● Your task
Put each line of the items below into a Markdown table with the columns Row and Line, numbering the rows and omitting blank lines. Leave the pictures out of the answer.
"""
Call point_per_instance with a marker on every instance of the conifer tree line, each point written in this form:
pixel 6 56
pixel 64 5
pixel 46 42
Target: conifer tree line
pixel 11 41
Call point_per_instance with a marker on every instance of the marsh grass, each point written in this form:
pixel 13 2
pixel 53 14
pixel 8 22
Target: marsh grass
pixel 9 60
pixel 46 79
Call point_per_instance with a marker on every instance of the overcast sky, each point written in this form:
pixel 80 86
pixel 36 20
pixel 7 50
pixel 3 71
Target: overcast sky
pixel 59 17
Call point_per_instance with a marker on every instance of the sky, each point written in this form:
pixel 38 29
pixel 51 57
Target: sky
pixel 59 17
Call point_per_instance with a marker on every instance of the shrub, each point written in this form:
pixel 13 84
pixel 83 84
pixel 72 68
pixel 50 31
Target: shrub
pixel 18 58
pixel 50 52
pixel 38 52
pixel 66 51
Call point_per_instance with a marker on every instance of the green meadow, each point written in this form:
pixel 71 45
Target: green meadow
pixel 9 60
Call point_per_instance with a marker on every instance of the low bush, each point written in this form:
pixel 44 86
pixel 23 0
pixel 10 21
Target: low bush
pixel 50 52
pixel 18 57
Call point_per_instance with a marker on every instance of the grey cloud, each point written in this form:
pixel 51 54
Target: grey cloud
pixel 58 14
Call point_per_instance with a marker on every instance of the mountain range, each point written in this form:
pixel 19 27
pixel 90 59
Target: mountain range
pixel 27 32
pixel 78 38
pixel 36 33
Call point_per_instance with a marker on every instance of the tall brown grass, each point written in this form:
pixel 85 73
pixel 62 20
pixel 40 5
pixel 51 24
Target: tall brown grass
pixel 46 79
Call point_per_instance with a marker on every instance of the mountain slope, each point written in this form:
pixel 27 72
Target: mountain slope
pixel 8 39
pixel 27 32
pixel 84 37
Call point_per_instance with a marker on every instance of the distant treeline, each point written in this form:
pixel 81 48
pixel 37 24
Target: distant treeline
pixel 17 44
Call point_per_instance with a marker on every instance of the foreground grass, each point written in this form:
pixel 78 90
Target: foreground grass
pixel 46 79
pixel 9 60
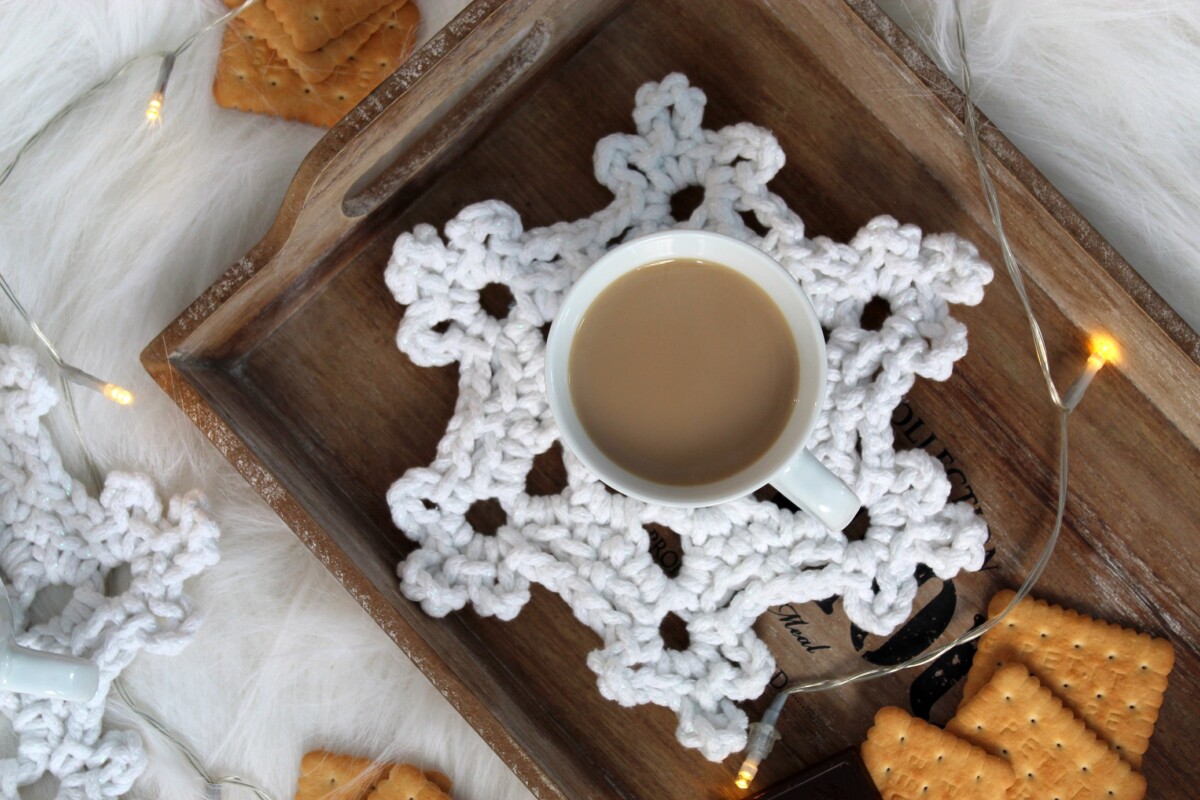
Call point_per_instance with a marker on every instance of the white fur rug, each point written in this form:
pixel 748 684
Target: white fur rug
pixel 108 229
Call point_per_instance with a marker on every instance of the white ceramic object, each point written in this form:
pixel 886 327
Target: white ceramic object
"""
● Solution
| Row | Line |
|---|---|
| 1 | Call point_per_instance with a marker on every instance of the conifer tree line, each point written in this form: |
| 2 | pixel 6 56 |
| 3 | pixel 64 5 |
| 4 | pixel 46 42 |
| 5 | Target: conifer tree line |
| 6 | pixel 11 41 |
| 7 | Call point_per_instance with a marker on every instance of the marsh grass, each point written in this form: |
| 8 | pixel 13 2 |
| 9 | pixel 53 14 |
| 10 | pixel 8 22 |
| 11 | Target: marsh grass |
| 12 | pixel 9 60 |
| 13 | pixel 46 79 |
| 14 | Call point_per_instance with a marker on every instance of the overcast sky, each point written in this form: |
| 15 | pixel 80 86 |
| 16 | pixel 36 20 |
| 17 | pixel 7 50 |
| 18 | pixel 3 71 |
| 19 | Target: overcast sky |
| 20 | pixel 59 17 |
| 21 | Call point_per_instance with a marker on every instance of the sky, each point written in this form: |
| 22 | pixel 38 29 |
| 23 | pixel 51 57 |
| 24 | Target: sky |
| 25 | pixel 59 17 |
| 26 | Call point_per_instance with a marker on every instance of the shrub, each point written in this form: |
| 27 | pixel 13 84 |
| 28 | pixel 83 84 |
| 29 | pixel 72 68 |
| 30 | pixel 50 31 |
| 31 | Target: shrub |
| 32 | pixel 18 58 |
| 33 | pixel 50 52 |
| 34 | pixel 38 52 |
| 35 | pixel 66 51 |
| 36 | Call point_per_instance with a marker on every instance of the green meadow, each point written in this form: |
| 37 | pixel 71 45 |
| 38 | Target: green meadow |
| 39 | pixel 9 60 |
| 40 | Call point_per_instance with a marker on every instance of the low bush, each point written in this form: |
| 41 | pixel 44 86 |
| 42 | pixel 23 0 |
| 43 | pixel 10 21 |
| 44 | Target: low bush |
| 45 | pixel 50 52 |
| 46 | pixel 18 57 |
| 47 | Call point_per_instance with a marker on every instance of the grey cloud, each point written in this form: |
| 48 | pixel 51 54 |
| 49 | Target: grey cloud |
| 50 | pixel 58 14 |
| 51 | Call point_per_instance with a marker on every instance of the mountain range, each point written in this form: |
| 52 | pixel 19 27 |
| 53 | pixel 90 59 |
| 54 | Target: mountain range |
| 55 | pixel 27 32 |
| 56 | pixel 78 38 |
| 57 | pixel 36 33 |
| 58 | Call point_per_instance with a marker on every instance of the tall brown grass, each point written in this form: |
| 59 | pixel 85 73 |
| 60 | pixel 62 20 |
| 61 | pixel 40 5 |
| 62 | pixel 51 24 |
| 63 | Target: tall brown grass |
| 64 | pixel 46 79 |
| 65 | Call point_per_instance with a marker on every instance of the mountain slope, each point written in this form: |
| 66 | pixel 27 72 |
| 67 | Target: mountain slope |
| 68 | pixel 8 39 |
| 69 | pixel 27 32 |
| 70 | pixel 84 37 |
| 71 | Call point_per_instance with a marker on every instance of the distant treeline, each point written in this form: |
| 72 | pixel 81 48 |
| 73 | pixel 37 24 |
| 74 | Target: distant treeline |
| 75 | pixel 17 44 |
| 76 | Call point_per_instance with a marker on every instance of the foreground grass, each point written in this form: |
| 77 | pixel 78 90 |
| 78 | Target: foreground grass |
| 79 | pixel 46 79 |
| 80 | pixel 9 60 |
| 81 | Call point_per_instance with a marker on every instance of the white fur rug, each point written in this form: |
| 82 | pixel 748 684 |
| 83 | Target: white fur rug |
| 84 | pixel 108 229 |
| 85 | Call point_per_instance with a marker on every instance of the white ceramic object, each point written in this form: |
| 86 | pixel 886 327 |
| 87 | Target: white ceramic object |